--- Extracted material ---
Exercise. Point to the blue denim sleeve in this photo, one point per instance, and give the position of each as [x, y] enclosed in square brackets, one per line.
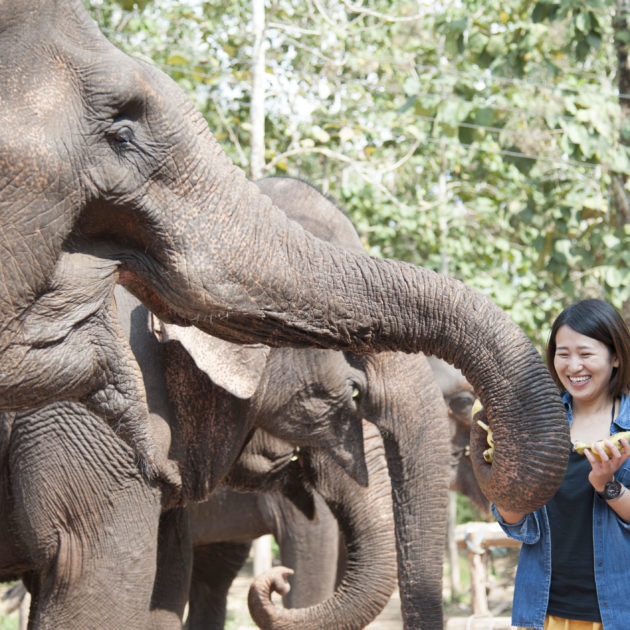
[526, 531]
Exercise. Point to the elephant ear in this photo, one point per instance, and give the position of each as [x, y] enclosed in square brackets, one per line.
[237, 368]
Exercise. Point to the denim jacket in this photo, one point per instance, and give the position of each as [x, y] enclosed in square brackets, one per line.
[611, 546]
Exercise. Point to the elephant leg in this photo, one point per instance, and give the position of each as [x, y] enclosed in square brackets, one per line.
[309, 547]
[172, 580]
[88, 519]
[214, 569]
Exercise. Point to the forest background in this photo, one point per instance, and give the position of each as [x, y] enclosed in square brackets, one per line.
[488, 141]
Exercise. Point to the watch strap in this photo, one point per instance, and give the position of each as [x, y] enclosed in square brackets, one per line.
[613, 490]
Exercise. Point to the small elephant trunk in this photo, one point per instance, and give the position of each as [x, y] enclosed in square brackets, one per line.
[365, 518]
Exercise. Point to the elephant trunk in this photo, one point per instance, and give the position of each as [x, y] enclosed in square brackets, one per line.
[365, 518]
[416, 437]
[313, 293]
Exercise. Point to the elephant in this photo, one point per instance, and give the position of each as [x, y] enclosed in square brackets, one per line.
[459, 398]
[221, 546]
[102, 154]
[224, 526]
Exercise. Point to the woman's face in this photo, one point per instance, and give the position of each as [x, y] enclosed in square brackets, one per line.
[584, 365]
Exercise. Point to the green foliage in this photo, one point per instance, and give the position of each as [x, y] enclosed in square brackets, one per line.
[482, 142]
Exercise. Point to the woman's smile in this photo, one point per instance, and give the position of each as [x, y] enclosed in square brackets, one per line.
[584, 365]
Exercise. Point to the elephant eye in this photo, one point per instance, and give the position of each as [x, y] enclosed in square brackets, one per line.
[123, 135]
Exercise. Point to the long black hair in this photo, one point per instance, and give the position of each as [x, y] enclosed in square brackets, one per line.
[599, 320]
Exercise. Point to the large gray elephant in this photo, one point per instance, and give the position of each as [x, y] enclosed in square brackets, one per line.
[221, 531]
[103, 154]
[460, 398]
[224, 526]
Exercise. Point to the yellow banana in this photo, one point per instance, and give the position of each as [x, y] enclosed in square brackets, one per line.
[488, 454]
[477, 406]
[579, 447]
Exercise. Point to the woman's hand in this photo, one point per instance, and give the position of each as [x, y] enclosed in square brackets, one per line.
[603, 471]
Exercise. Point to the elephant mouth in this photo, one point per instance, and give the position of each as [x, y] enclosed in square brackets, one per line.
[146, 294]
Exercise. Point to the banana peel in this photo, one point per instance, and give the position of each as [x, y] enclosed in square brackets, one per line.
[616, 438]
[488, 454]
* * *
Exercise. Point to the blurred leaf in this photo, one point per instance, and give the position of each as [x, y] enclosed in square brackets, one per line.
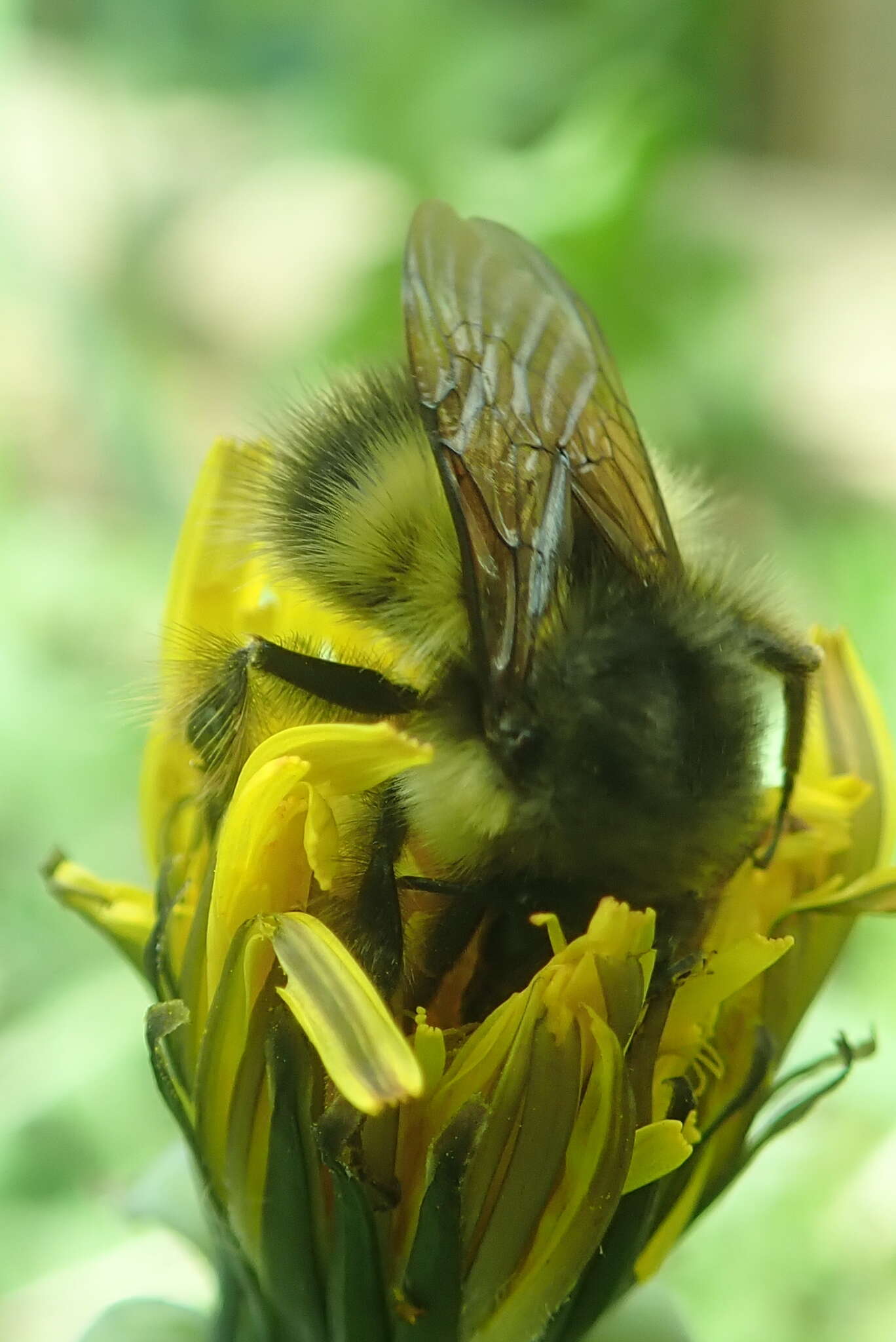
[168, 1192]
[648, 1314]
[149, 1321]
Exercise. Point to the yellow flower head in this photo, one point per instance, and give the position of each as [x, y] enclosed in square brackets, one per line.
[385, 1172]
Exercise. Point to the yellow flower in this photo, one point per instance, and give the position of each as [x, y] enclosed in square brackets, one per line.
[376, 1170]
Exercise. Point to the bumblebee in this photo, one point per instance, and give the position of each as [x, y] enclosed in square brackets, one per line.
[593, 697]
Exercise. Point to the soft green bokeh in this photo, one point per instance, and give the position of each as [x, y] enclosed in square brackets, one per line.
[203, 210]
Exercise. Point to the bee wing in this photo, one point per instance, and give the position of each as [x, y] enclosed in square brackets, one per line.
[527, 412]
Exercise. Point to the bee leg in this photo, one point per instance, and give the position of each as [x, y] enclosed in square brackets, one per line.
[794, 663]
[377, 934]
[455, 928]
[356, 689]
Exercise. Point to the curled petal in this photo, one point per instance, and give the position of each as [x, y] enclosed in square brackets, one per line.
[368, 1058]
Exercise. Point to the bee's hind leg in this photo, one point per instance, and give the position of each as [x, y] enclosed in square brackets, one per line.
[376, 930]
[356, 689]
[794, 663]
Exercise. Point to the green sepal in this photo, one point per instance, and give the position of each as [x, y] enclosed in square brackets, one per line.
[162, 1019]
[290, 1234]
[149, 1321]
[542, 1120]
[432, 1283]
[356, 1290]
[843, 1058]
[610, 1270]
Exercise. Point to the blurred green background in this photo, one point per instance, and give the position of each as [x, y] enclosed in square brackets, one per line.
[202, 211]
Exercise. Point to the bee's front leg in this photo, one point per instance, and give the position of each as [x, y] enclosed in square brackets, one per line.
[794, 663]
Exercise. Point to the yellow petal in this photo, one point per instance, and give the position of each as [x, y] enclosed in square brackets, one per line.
==
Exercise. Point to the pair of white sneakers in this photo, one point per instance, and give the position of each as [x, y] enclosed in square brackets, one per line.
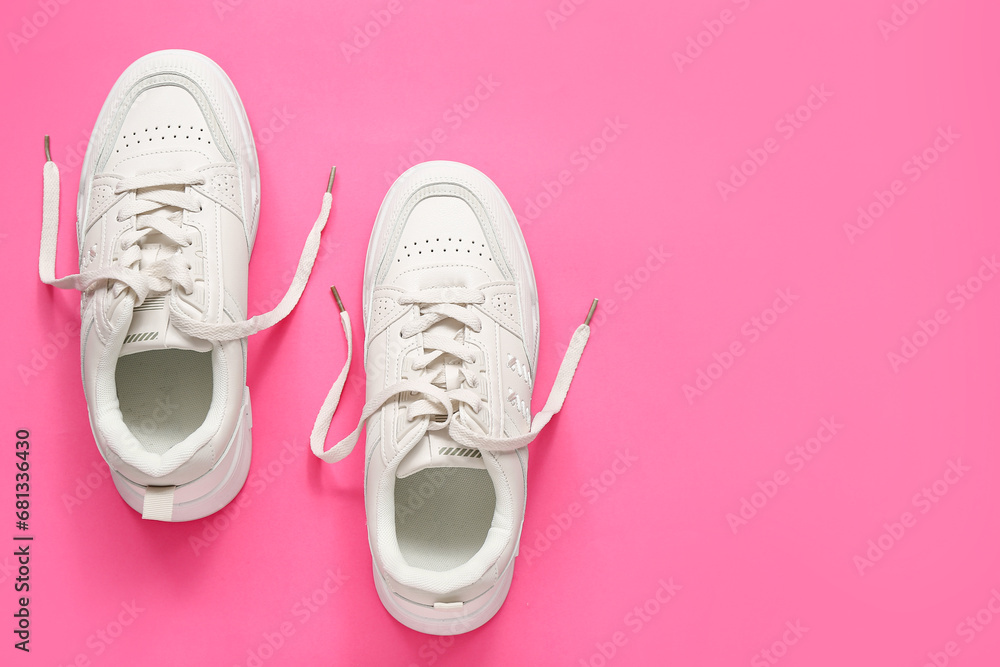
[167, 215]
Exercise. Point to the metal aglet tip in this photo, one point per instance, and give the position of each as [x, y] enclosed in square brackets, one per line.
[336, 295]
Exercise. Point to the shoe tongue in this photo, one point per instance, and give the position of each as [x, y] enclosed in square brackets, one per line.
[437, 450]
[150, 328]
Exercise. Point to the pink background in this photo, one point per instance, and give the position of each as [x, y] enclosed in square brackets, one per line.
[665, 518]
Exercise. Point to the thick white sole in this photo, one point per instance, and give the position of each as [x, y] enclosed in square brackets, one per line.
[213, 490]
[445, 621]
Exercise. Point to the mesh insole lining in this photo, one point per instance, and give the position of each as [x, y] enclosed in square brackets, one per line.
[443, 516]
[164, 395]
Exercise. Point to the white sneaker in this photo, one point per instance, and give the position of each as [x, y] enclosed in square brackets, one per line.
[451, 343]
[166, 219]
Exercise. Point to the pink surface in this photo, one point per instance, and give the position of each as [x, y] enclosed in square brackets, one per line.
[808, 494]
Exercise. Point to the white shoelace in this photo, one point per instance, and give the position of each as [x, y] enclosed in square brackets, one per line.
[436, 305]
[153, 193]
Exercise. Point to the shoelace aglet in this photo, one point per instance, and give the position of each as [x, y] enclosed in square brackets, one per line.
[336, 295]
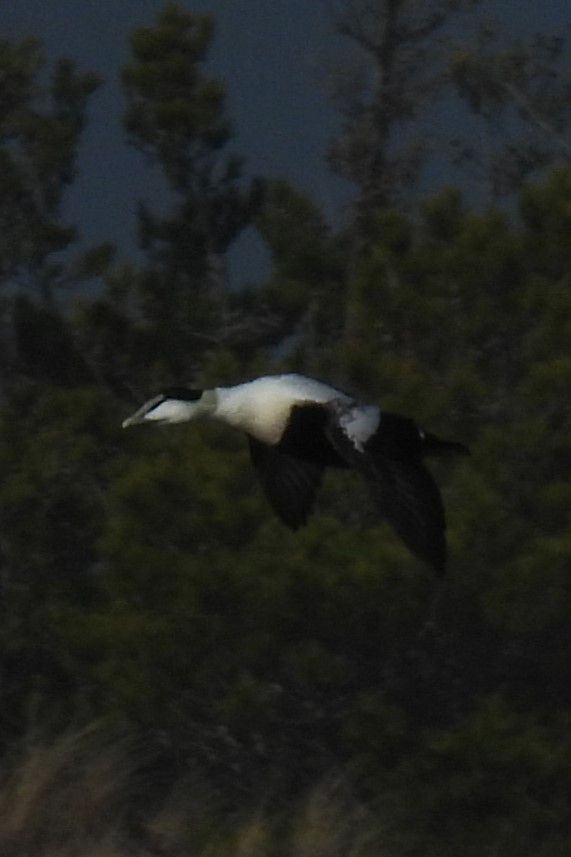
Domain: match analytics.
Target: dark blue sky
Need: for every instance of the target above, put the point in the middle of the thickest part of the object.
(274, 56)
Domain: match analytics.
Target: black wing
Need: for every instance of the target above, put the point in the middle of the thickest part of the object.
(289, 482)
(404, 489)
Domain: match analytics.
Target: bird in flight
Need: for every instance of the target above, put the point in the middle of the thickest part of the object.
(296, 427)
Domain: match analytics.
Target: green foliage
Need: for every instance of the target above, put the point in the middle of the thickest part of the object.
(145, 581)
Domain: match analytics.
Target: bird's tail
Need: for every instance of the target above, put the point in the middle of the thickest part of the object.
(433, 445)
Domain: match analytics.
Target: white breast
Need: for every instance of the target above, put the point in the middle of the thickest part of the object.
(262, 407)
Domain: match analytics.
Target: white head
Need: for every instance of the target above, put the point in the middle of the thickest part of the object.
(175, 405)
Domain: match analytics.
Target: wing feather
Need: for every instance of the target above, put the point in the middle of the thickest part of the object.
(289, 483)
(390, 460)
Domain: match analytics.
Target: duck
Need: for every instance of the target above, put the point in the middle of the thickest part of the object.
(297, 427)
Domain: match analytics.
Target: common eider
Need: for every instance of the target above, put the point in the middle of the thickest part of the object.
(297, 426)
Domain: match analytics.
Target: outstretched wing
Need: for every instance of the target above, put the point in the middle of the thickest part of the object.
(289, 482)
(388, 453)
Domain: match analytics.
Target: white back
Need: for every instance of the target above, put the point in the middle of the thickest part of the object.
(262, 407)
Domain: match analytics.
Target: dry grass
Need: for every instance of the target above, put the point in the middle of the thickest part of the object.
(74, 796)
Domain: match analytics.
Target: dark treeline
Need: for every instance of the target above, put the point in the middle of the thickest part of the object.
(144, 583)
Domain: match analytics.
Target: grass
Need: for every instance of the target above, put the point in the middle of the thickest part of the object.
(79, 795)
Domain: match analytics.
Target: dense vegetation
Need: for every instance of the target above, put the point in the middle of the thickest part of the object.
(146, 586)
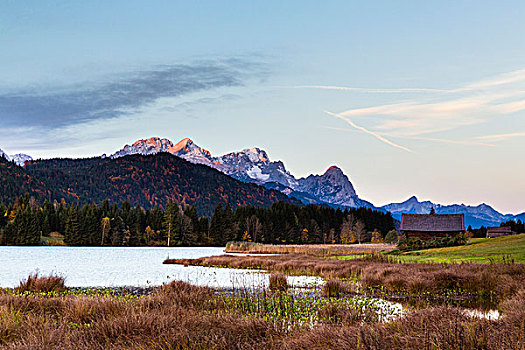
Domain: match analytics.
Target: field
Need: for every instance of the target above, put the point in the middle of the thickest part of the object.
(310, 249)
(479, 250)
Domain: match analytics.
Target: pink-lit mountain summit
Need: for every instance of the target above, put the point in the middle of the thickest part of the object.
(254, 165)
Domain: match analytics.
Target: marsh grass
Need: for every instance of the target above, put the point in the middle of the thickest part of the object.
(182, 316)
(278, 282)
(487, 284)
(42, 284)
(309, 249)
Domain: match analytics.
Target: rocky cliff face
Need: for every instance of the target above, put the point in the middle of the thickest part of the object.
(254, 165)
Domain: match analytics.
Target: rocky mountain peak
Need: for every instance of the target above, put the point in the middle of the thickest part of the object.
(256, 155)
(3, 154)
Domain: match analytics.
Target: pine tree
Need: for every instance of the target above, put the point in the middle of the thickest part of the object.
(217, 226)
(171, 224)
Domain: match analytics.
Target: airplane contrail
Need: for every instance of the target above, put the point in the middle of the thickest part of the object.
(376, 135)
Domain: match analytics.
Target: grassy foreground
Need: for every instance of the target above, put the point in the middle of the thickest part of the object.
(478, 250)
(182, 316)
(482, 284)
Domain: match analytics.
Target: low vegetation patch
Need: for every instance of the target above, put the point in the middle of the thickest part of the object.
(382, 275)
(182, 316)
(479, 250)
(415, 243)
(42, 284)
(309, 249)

--- Requirement ---
Write only the number of lines above that contain "mountain".

--- Completed exercise ---
2